OBJETIVO DE LA TAREA:
Muestra cada línea de los registros que contenga la palabra "Whatever". Distingue entre mayúsculas y minúsculas.

EXTRACTOS DE REGISTROS:
################

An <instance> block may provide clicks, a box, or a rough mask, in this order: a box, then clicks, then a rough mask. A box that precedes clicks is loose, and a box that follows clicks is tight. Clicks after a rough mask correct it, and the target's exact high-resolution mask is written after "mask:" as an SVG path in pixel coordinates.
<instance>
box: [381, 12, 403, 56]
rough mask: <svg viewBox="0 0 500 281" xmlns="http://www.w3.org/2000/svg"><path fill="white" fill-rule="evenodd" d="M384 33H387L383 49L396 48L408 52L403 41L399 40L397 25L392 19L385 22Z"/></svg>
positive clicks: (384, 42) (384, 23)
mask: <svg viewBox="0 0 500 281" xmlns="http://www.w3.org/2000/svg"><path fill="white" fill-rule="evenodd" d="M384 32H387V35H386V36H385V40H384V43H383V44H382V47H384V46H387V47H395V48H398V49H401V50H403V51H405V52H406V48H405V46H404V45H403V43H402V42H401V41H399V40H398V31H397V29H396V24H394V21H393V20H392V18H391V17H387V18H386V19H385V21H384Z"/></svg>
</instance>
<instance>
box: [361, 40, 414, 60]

################

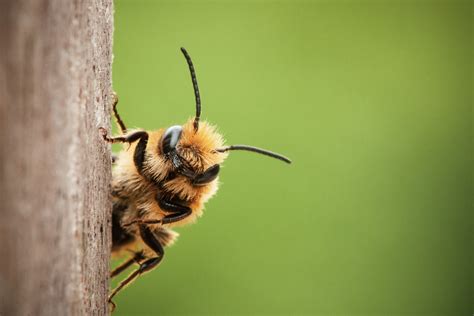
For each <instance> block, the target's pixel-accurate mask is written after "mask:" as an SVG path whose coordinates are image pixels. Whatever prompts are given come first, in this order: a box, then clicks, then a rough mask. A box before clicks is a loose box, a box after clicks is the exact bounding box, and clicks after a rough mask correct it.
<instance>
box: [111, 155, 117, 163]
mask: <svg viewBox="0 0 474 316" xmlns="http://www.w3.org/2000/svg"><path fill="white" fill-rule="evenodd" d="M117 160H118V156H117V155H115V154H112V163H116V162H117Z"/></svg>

################

ESPACIO DE RESPUESTA:
For each <instance> block, the target's pixel-accurate mask is written after "mask:" as an SVG path whose coordinates are image pixels. Whatever prompts are given come first, in this order: a box, then clicks, then a rough mask. A box before clicks is a loose box, a box after clicks is the exact bounding box, and clicks after a rough mask correct it.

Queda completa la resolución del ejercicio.